• Instruction: Please scale the records from the line with "The component shall provide one point per instance of the sea" up to and including the line with "x=382 y=257": reproduce every line, with each request unchanged and each x and y coordinate in the answers multiplied by 1.9 and rounded to a whole number, halves rounding up. Return only those lines.

• Exercise inputs:
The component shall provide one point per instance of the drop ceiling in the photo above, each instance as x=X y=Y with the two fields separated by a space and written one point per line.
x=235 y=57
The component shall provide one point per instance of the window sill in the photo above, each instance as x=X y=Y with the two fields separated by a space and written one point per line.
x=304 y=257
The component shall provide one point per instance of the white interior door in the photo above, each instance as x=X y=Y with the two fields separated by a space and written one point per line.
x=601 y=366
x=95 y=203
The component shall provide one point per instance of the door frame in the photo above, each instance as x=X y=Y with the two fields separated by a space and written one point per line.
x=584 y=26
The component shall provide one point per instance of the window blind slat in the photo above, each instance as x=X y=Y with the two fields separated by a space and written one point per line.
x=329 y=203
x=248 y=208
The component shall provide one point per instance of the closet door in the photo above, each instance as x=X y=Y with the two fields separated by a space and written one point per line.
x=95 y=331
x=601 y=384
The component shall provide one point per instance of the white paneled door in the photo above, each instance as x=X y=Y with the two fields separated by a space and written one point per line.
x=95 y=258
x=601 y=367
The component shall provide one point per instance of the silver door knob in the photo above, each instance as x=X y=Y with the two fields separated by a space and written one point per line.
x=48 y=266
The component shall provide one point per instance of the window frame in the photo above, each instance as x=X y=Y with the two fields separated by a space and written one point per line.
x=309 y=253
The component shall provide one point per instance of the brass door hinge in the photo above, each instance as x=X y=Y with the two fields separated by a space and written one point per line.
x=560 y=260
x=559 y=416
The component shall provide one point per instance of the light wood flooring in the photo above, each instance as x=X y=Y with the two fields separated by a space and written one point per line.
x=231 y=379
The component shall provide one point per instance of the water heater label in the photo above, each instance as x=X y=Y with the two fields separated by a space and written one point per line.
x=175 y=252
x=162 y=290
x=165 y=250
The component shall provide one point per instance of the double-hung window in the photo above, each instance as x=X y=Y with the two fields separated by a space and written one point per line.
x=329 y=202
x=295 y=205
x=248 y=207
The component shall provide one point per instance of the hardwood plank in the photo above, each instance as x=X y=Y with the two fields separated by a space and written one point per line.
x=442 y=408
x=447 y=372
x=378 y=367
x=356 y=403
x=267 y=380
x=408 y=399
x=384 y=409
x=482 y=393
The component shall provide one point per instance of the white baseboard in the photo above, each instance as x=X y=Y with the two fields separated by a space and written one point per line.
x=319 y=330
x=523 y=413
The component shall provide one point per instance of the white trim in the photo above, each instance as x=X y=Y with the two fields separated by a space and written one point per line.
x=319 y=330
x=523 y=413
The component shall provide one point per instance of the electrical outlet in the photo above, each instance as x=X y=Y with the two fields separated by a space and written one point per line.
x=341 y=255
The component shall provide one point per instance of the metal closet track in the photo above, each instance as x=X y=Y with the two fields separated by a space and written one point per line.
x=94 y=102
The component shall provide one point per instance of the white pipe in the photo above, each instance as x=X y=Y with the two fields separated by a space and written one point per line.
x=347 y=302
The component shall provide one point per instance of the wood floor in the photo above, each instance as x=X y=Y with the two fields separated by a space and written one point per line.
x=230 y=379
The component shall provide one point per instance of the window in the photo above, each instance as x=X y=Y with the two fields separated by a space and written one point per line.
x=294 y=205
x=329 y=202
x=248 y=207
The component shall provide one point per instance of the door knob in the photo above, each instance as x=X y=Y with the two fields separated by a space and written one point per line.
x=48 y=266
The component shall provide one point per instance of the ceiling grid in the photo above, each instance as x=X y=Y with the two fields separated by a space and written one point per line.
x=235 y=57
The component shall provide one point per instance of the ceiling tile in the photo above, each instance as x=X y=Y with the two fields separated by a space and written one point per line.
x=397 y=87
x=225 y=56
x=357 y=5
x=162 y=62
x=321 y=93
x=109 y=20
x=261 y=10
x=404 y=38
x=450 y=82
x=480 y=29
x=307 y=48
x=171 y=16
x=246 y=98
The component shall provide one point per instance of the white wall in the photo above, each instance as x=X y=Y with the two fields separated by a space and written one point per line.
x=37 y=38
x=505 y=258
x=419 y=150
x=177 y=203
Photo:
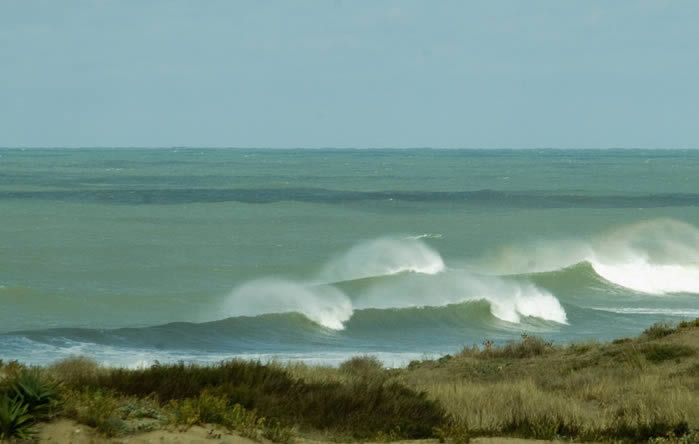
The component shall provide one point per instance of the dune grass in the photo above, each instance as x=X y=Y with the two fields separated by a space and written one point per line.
x=629 y=390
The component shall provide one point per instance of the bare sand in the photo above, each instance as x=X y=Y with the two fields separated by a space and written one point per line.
x=69 y=432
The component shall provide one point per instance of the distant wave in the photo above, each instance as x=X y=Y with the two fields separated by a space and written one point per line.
x=494 y=198
x=654 y=257
x=418 y=280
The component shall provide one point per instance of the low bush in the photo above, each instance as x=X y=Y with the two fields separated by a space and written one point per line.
x=658 y=330
x=362 y=366
x=15 y=421
x=361 y=407
x=36 y=390
x=664 y=352
x=95 y=408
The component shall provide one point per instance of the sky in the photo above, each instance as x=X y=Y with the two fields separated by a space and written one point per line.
x=350 y=73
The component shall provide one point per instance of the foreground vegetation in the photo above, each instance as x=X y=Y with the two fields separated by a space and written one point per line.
x=630 y=390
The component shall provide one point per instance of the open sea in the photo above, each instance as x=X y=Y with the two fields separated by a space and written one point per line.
x=129 y=256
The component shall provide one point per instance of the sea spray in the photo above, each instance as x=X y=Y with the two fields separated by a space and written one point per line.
x=325 y=305
x=380 y=257
x=655 y=257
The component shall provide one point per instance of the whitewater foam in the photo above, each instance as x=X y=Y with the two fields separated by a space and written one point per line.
x=654 y=257
x=324 y=305
x=407 y=274
x=382 y=257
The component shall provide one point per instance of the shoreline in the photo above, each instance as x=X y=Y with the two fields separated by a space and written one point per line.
x=627 y=390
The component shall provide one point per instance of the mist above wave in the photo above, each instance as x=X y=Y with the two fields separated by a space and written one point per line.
x=654 y=257
x=412 y=275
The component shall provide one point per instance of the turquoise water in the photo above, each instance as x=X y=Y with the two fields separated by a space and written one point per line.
x=132 y=255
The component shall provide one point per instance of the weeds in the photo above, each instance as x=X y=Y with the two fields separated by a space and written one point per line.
x=15 y=421
x=658 y=330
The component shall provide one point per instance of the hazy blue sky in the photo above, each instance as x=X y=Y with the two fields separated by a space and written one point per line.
x=510 y=73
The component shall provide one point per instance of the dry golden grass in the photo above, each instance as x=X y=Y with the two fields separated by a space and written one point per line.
x=630 y=389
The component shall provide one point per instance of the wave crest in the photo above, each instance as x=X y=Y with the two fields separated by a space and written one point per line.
x=655 y=257
x=381 y=257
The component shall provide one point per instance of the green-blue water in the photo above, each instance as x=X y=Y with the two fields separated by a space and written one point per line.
x=131 y=255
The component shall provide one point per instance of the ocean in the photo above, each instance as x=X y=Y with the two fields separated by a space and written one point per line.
x=129 y=256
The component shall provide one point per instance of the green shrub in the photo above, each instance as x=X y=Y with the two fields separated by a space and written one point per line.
x=360 y=408
x=95 y=408
x=664 y=352
x=454 y=433
x=276 y=432
x=659 y=330
x=15 y=422
x=363 y=366
x=689 y=324
x=35 y=390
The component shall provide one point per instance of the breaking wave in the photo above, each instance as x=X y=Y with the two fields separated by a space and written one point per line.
x=653 y=257
x=390 y=274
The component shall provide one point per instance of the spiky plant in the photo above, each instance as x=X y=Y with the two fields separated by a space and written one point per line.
x=15 y=422
x=35 y=390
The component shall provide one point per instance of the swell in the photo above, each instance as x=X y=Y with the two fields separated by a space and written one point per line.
x=485 y=197
x=394 y=329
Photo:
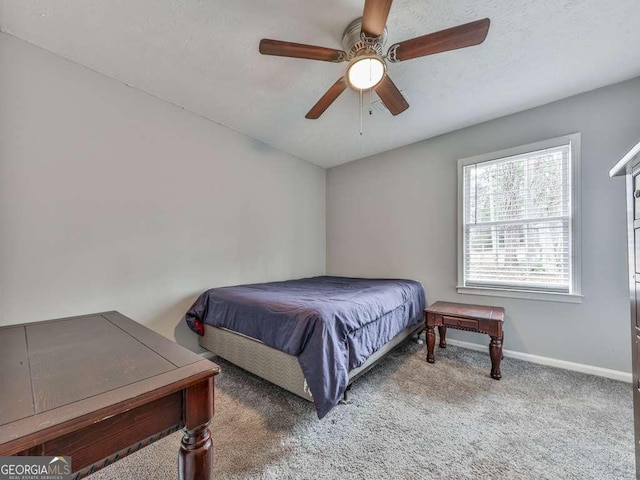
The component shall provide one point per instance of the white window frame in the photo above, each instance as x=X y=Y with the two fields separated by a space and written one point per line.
x=575 y=294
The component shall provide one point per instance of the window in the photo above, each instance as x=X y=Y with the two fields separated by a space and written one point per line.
x=518 y=232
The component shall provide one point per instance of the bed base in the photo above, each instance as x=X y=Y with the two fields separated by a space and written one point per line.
x=281 y=368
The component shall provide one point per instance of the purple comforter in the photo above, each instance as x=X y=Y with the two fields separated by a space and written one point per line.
x=332 y=324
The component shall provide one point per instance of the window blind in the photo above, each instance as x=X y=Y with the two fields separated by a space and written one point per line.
x=517 y=221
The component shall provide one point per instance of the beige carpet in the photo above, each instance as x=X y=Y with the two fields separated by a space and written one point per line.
x=409 y=419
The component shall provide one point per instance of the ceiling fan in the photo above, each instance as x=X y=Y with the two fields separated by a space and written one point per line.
x=363 y=40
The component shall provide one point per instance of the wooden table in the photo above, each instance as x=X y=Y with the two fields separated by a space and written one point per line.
x=99 y=387
x=474 y=318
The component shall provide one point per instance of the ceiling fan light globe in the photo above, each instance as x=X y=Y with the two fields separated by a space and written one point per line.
x=365 y=73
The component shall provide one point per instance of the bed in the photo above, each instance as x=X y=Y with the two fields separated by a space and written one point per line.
x=312 y=336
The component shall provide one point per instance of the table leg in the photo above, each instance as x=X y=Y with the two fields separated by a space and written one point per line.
x=195 y=456
x=431 y=343
x=442 y=330
x=495 y=351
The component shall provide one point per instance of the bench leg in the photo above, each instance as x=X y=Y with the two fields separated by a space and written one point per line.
x=431 y=344
x=442 y=330
x=495 y=351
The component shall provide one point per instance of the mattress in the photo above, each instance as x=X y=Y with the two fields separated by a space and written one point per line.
x=332 y=325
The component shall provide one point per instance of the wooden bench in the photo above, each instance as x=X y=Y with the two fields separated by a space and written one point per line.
x=473 y=318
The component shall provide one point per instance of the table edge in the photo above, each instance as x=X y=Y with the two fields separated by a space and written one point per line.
x=88 y=411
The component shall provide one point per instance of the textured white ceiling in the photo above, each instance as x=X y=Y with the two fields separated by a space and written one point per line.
x=203 y=55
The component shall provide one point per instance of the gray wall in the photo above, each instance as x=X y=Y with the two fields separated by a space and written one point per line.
x=395 y=214
x=113 y=199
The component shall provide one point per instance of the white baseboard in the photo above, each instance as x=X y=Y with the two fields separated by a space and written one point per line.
x=551 y=362
x=209 y=355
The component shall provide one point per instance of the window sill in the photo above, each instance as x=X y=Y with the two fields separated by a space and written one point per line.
x=525 y=294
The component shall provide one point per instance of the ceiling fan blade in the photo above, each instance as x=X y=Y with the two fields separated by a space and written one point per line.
x=453 y=38
x=374 y=17
x=391 y=96
x=327 y=99
x=300 y=50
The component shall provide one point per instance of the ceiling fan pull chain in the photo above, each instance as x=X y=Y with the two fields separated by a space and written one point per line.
x=361 y=106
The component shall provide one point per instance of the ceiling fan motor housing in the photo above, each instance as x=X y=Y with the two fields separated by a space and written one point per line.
x=357 y=44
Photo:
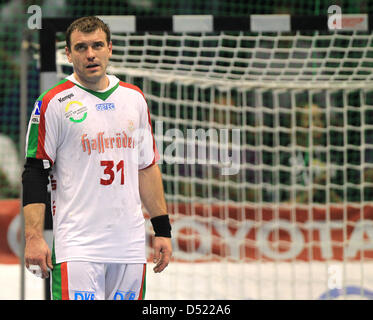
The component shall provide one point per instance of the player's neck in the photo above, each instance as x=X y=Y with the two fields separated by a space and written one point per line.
x=102 y=84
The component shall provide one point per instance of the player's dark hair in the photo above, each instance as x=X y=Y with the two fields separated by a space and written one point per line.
x=87 y=25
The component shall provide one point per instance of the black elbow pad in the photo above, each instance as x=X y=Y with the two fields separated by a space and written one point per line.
x=35 y=182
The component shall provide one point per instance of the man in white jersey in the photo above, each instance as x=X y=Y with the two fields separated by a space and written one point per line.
x=91 y=133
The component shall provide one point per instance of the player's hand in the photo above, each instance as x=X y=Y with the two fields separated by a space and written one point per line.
x=162 y=253
x=38 y=253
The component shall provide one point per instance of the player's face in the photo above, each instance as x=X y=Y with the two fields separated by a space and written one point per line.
x=90 y=55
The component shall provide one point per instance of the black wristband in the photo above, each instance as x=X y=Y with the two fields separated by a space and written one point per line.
x=161 y=225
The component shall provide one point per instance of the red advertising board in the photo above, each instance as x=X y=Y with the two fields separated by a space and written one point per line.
x=248 y=233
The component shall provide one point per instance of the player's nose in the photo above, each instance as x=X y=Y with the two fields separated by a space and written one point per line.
x=90 y=53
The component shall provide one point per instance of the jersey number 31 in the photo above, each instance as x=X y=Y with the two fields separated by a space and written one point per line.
x=109 y=165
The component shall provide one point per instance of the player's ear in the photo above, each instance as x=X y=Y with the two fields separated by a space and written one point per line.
x=110 y=46
x=68 y=54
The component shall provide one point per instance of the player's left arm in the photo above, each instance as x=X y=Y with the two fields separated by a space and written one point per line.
x=152 y=196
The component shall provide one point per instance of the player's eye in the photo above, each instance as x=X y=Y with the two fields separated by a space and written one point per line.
x=98 y=45
x=80 y=47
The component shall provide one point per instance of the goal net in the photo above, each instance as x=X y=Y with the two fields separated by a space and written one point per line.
x=266 y=145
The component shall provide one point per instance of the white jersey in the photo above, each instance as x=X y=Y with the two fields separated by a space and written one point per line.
x=96 y=142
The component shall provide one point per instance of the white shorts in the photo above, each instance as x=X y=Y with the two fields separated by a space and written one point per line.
x=79 y=280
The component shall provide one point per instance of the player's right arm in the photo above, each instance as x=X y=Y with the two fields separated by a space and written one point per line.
x=35 y=182
x=35 y=179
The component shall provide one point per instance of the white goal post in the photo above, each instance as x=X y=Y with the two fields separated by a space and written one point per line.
x=265 y=131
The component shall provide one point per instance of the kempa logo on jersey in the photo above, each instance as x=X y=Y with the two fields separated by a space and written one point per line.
x=69 y=96
x=105 y=106
x=75 y=111
x=36 y=114
x=101 y=143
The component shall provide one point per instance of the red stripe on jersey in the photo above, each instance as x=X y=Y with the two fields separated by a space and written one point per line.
x=155 y=150
x=142 y=283
x=40 y=151
x=64 y=282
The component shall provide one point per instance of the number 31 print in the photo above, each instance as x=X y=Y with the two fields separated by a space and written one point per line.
x=109 y=165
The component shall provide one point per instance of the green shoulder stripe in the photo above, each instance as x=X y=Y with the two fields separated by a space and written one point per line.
x=33 y=133
x=101 y=95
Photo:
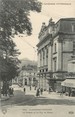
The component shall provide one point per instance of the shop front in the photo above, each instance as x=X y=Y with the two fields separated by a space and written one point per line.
x=68 y=87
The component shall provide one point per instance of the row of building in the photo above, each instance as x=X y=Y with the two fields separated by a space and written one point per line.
x=56 y=54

• Task answer:
The component shall provide one point per instance of the sea spray in the photo above, each instance as x=X y=Y with the two fields separated by a space and written one point per line.
x=618 y=580
x=722 y=488
x=1245 y=488
The component shall provide one point per instance of the whitewater foam in the photo above, each instance as x=X y=Y with the two fields separated by a space and written one point per line.
x=1243 y=488
x=616 y=580
x=773 y=521
x=726 y=488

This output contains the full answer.